SOURCE DOCUMENT:
Woman's Death in L.A. Hospital Remains a Mystery

Families of Edith Rodriquez and other alleged victims speak out.

June 14, 2007 — -- The case of Edith Rodriguez, the 43-year-old mother of three who collapsed in the emergency room of Los Angeles' Martin Luther King Jr. Harbor Hospital in May and died after not receiving help, has raised questions about the quality of hospital care and left a family grieving.

"I'm angry, but at the same time I'm feeling pretty bad about her,'" said Rodriquez's brother Eddie Sanchez.

On "Good Morning America" today, Frank Casco, the attorney for Rodriguez's three children and four grandchildren, said what happened in the emergency room was "a mystery," but Casco says the 911 calls and security camera video proves that many people saw Rodriguez suffering and that no one offered help.

"She was lying in the fetal position crying and no one would help her," Casco said. "The security guards were on notice that she was laying there. The police were on notice that she was laying there. The hospital staff was on notice she was laying there."

Casco also said the police officers in the emergency room that morning were more interested in checking out Rodriquez for a possible parole violation, then making sure she got help.

And other families are now speaking out with allegations that their loved ones died of neglect while in the King-Harbor ER.

[Collection entries]
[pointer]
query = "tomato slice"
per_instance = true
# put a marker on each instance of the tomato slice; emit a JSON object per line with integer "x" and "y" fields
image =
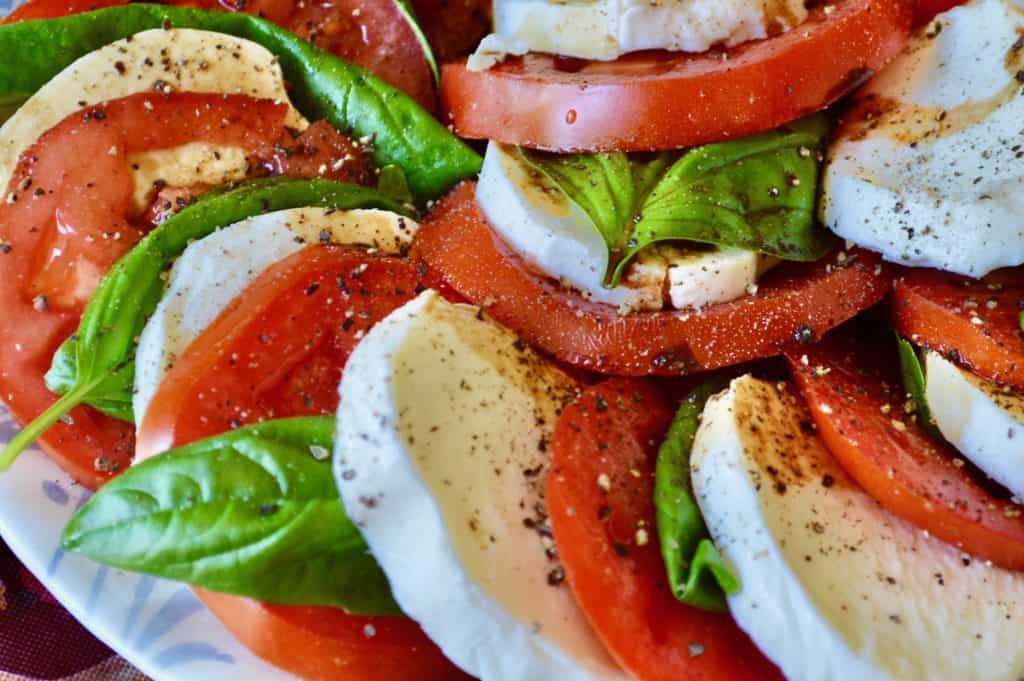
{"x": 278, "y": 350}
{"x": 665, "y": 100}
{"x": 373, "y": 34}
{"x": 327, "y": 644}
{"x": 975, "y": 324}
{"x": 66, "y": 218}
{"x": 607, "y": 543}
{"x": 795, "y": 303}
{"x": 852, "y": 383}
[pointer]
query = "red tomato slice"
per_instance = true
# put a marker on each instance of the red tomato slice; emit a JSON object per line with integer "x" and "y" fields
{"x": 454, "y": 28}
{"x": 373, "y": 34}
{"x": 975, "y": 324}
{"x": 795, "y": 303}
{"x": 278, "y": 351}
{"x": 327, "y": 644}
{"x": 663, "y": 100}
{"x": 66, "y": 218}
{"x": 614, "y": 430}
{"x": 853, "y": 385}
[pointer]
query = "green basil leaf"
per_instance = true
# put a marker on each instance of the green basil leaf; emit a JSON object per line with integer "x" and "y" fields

...

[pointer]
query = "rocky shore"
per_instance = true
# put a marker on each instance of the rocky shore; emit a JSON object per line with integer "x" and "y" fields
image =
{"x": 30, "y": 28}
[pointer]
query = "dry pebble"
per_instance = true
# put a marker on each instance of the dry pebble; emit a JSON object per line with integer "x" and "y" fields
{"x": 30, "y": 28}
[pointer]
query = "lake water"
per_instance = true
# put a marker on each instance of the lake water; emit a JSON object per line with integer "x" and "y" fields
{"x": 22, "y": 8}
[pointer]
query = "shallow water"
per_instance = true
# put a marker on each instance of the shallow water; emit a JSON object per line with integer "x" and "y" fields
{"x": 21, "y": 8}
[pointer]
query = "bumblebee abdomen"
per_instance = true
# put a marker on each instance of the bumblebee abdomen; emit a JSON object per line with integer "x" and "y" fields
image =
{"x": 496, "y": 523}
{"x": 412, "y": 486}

WHAT THIS EXERCISE ASKS:
a: From the article on the hospital death, copy word for word the passage that opens with the words containing "Families of Edith" and closes with "brother Eddie Sanchez.".
b: Using the article on the hospital death, answer each question on its own line:
(i) How old was the woman who died in the emergency room?
(ii) How is Eddie Sanchez related to her?
(iii) Whom does the attorney Frank Casco represent?

ANSWERS PER TASK:
a:
Families of Edith Rodriquez and other alleged victims speak out.

June 14, 2007 — -- The case of Edith Rodriguez, the 43-year-old mother of three who collapsed in the emergency room of Los Angeles' Martin Luther King Jr. Harbor Hospital in May and died after not receiving help, has raised questions about the quality of hospital care and left a family grieving.

"I'm angry, but at the same time I'm feeling pretty bad about her,'" said Rodriquez's brother Eddie Sanchez.

b:
(i) 43 years old.
(ii) He is her brother.
(iii) Her three children and four grandchildren.